• _Sumber_
━━━━━━

|
KOMPAS, 08 Juni 2013
Hiruk-pikuk, perdebatan, diskusi, dan perang
wacana tentang Kurikulum 2013 tampaknya harus berakhir dengan antiklimaks.
Tepat kata pujangga besar Romawi, Horatius, ”Parturient
montes, nascetur mus ridiculus.” Gunung-gunung mengeluh sakit karena
bersalin, yang lahir hanyalah tikus kecil!
Ide besar tentang desain kurikulum terbaik di
dunia, seperti yang selama ini digembar-gemborkan Menteri Pendidikan dan
Kebudayaan Muhammad Nuh, begitu disahkan oleh DPR ternyata hanya menjadi ide
kecil. Porsi pelaksanaannya juga kecil, diperuntukkan hanya bagi sebagian kecil
sekolah yang selama ini telah dianggap baik dan maju, seperti bekas sekolah
rintisan sekolah bertaraf internasional dan sekolah berakreditasi A.

━━━━━━

• _Kutipan Entri_
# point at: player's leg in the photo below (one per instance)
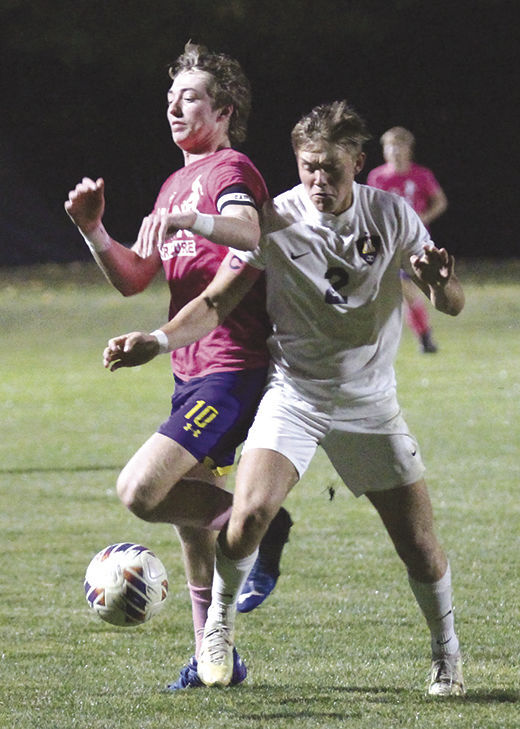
(264, 478)
(152, 486)
(279, 447)
(370, 461)
(407, 515)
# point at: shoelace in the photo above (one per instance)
(446, 673)
(218, 642)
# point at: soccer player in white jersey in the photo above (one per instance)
(332, 251)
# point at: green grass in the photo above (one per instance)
(340, 642)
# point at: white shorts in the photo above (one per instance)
(370, 454)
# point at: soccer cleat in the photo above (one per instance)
(446, 677)
(215, 665)
(266, 570)
(189, 678)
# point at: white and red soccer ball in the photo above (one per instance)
(126, 584)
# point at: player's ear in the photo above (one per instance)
(226, 111)
(360, 162)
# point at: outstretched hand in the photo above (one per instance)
(434, 267)
(86, 204)
(130, 350)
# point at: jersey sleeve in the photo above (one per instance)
(237, 181)
(254, 258)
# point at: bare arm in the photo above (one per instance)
(237, 227)
(438, 204)
(435, 276)
(123, 267)
(196, 319)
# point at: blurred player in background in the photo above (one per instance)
(418, 186)
(178, 475)
(332, 251)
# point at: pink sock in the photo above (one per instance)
(200, 602)
(417, 317)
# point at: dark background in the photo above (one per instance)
(84, 86)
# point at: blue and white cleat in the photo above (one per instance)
(189, 677)
(266, 570)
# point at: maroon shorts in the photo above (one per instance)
(211, 415)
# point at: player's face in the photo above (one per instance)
(397, 152)
(327, 173)
(196, 126)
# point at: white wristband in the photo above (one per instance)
(203, 224)
(98, 241)
(162, 338)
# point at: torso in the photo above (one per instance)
(190, 263)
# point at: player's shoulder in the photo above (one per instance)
(370, 195)
(284, 210)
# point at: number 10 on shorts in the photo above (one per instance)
(199, 416)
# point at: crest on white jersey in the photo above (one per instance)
(368, 247)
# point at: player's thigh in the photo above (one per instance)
(374, 461)
(158, 464)
(264, 478)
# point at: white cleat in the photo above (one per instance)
(215, 663)
(446, 677)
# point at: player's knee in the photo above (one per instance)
(135, 496)
(250, 525)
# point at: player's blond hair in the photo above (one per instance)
(398, 134)
(228, 85)
(334, 123)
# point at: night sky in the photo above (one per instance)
(84, 88)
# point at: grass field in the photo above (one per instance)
(340, 643)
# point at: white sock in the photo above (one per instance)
(435, 601)
(228, 579)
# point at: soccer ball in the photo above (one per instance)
(126, 584)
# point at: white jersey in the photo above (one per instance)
(334, 295)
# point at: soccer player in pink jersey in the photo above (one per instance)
(178, 475)
(417, 184)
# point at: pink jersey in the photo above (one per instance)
(190, 263)
(417, 185)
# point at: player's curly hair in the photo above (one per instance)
(228, 84)
(334, 123)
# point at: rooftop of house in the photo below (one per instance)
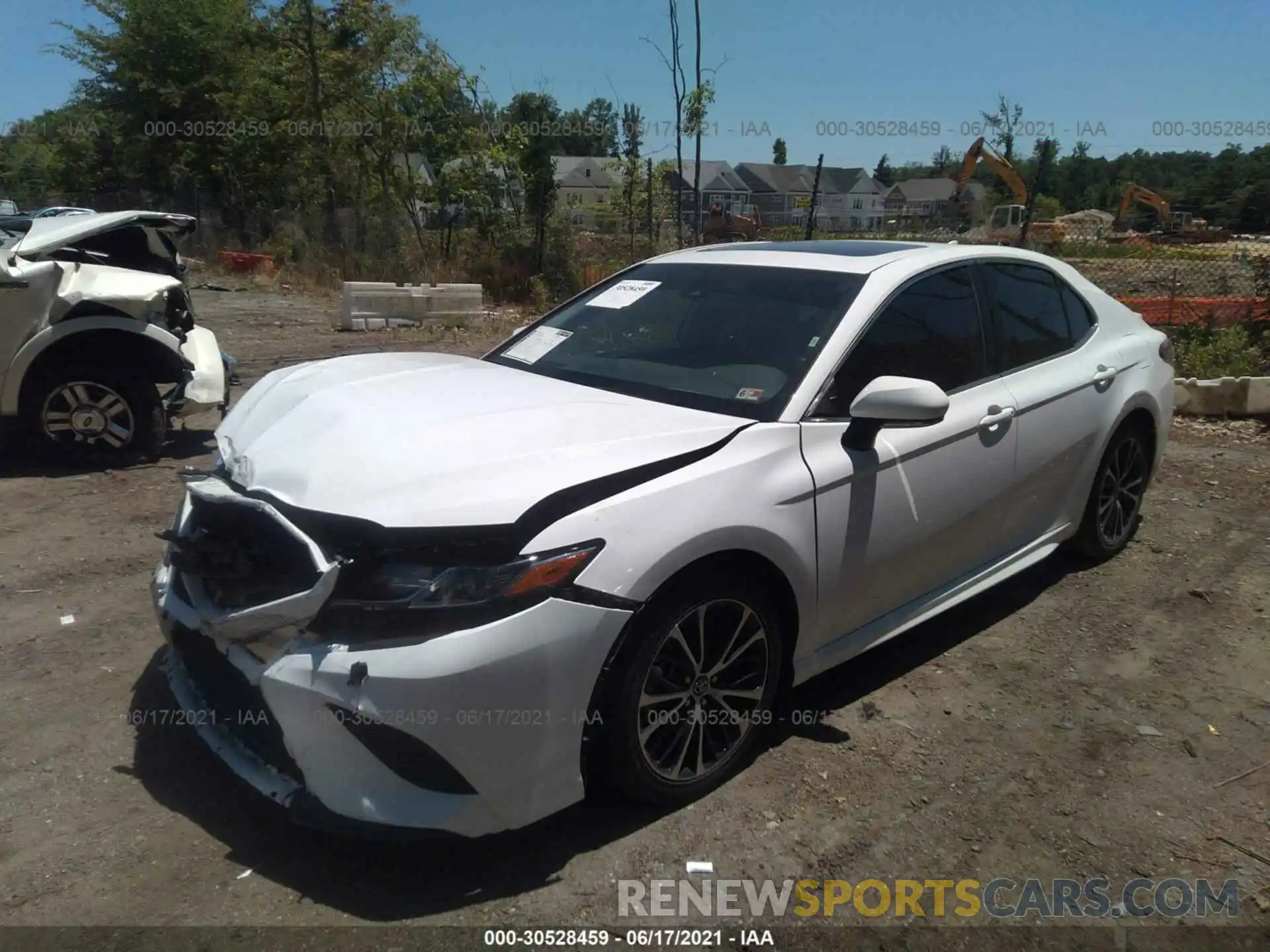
(773, 178)
(933, 190)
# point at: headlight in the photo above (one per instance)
(423, 587)
(402, 602)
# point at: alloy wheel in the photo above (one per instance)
(83, 412)
(1124, 481)
(704, 691)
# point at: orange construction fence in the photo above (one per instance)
(1199, 310)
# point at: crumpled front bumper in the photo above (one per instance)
(207, 385)
(503, 706)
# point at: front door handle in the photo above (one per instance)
(1000, 415)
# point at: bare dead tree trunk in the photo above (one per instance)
(319, 113)
(680, 92)
(700, 122)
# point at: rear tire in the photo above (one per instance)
(1114, 509)
(719, 692)
(88, 414)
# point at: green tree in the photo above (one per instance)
(941, 163)
(538, 114)
(1005, 122)
(884, 173)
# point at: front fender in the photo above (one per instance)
(55, 333)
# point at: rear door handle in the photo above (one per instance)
(1000, 416)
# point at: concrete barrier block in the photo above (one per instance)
(1259, 397)
(450, 305)
(1226, 397)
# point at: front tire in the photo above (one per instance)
(694, 692)
(85, 413)
(1114, 508)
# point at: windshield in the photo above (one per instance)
(733, 339)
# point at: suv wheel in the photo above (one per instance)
(95, 414)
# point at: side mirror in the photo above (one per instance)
(893, 401)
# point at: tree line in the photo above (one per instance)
(261, 110)
(1230, 188)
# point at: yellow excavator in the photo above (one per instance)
(719, 225)
(1137, 193)
(1006, 222)
(1174, 226)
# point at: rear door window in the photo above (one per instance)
(1031, 317)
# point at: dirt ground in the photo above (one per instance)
(1001, 739)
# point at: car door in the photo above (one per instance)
(1061, 372)
(920, 509)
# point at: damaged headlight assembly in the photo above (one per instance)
(400, 600)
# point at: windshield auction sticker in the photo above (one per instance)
(538, 344)
(622, 294)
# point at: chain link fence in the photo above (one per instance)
(1213, 295)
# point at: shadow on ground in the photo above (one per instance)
(386, 881)
(18, 459)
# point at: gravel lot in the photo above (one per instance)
(999, 740)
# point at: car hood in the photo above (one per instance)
(427, 440)
(59, 231)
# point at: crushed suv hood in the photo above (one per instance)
(425, 440)
(59, 231)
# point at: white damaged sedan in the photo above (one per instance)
(436, 592)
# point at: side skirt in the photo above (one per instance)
(920, 610)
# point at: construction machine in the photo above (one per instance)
(722, 225)
(1005, 225)
(1175, 227)
(1137, 193)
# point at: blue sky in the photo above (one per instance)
(833, 78)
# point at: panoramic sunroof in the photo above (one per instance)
(845, 248)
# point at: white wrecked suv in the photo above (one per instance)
(98, 344)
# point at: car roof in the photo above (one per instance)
(855, 257)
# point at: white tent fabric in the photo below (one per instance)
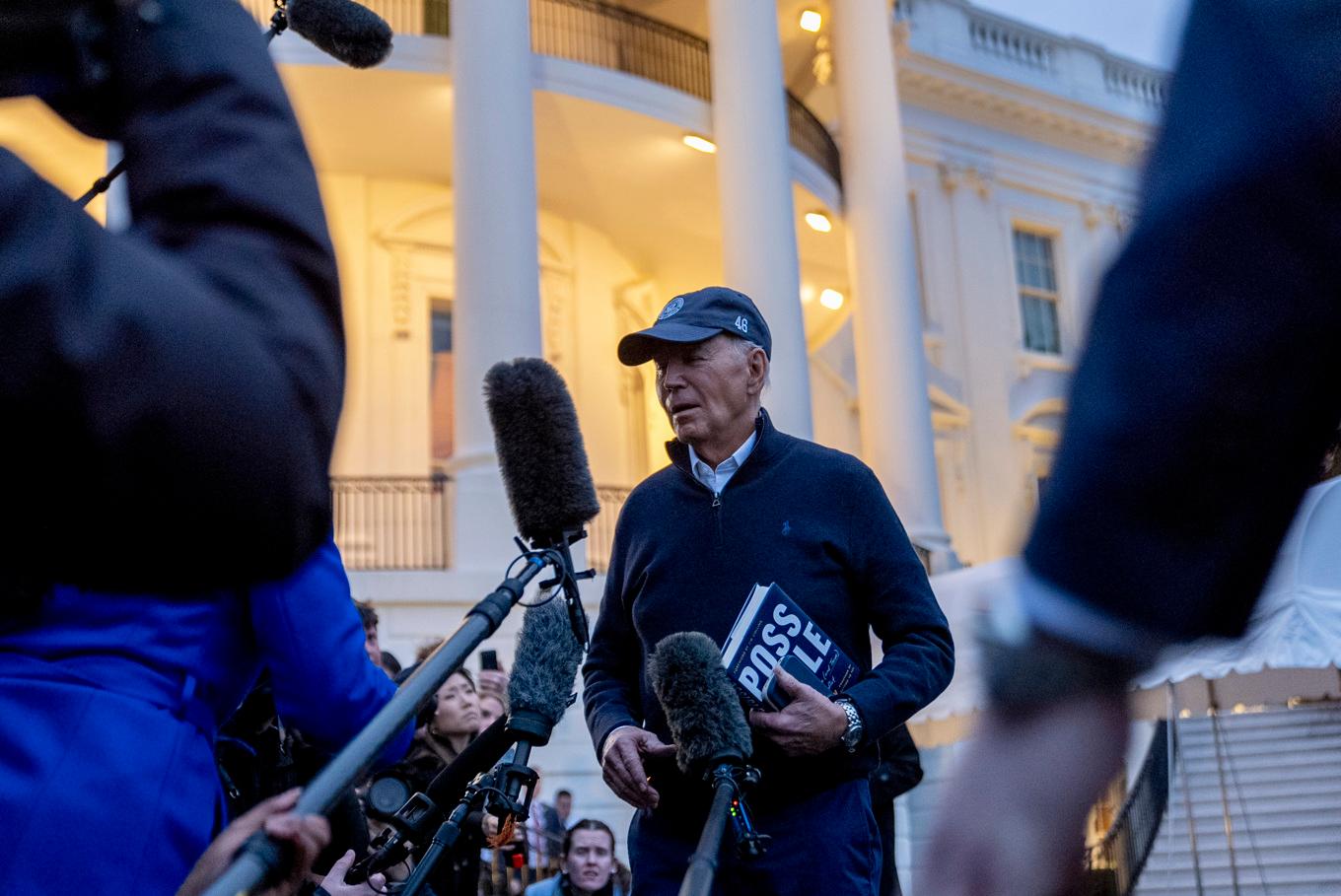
(1292, 648)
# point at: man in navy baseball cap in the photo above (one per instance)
(695, 316)
(741, 503)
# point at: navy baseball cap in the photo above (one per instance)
(695, 316)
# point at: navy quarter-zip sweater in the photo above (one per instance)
(812, 519)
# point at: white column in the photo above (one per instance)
(754, 184)
(117, 215)
(896, 431)
(496, 311)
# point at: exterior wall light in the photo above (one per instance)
(701, 144)
(831, 300)
(818, 222)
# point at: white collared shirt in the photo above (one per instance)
(718, 479)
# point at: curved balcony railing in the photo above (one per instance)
(393, 522)
(599, 34)
(1114, 864)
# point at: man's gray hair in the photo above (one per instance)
(743, 346)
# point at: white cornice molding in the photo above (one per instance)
(976, 97)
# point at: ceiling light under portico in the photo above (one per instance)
(699, 142)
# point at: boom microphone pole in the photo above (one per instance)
(342, 29)
(712, 739)
(539, 690)
(539, 446)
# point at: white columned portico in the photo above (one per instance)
(117, 216)
(754, 182)
(496, 310)
(896, 431)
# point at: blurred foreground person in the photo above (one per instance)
(1199, 412)
(305, 836)
(170, 393)
(112, 702)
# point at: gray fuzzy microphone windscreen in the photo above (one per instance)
(699, 701)
(546, 662)
(539, 446)
(346, 30)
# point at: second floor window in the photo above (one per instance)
(1035, 278)
(440, 383)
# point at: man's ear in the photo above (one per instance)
(756, 363)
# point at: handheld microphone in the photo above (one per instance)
(540, 452)
(712, 739)
(346, 30)
(540, 688)
(543, 464)
(543, 673)
(700, 703)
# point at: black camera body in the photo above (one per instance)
(55, 48)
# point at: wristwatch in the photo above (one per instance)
(1027, 669)
(852, 736)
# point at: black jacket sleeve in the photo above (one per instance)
(171, 393)
(611, 675)
(890, 583)
(1207, 392)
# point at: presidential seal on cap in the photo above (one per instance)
(695, 316)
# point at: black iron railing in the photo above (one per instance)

━━━━━━

• _Soal Latihan 1_
Terjemahkan kalimat dari artikel tentang Kurikulum 2013 ini ke dalam bahasa Inggris: "Gunung-gunung mengeluh sakit karena bersalin, yang lahir hanyalah tikus kecil!"
• _Soal Latihan 2_
Salin dari entri bagian yang dibuka dengan baris berisi "# point at: grass" dan ditutup dengan baris berisi "(1000, 415)", termasuk kedua baris itu. Gambar tidak usah dimasukkan ke jawaban.
Teks dan entri di sini diambil dari sumber yang berbeda.

• _Jawaban 1_
The mountains groan in pain from giving birth, and all that is born is a tiny mouse!

• _Jawaban 2_
# point at: grass field in the photo above (one per instance)
(340, 643)
# point at: white sock in the photo above (one per instance)
(435, 601)
(228, 579)
# point at: soccer ball in the photo above (one per instance)
(126, 584)
# point at: white jersey in the photo above (one per instance)
(334, 295)
# point at: soccer player in pink jersey in the photo above (one per instance)
(178, 475)
(417, 184)
# point at: pink jersey in the photo above (one per instance)
(190, 263)
(417, 185)
# point at: player's curly hair in the photo above (one per instance)
(228, 84)
(334, 123)
# point at: rooftop of house in the photo below (one per instance)
(773, 178)
(933, 190)
# point at: headlight in the photo above (one per instance)
(423, 587)
(402, 602)
# point at: alloy wheel in the photo above (one per instance)
(83, 412)
(1124, 481)
(704, 691)
# point at: orange construction fence in the photo above (one per instance)
(1199, 310)
# point at: crumpled front bumper in the photo above (one per instance)
(207, 385)
(503, 706)
# point at: front door handle in the photo above (one per instance)
(1000, 415)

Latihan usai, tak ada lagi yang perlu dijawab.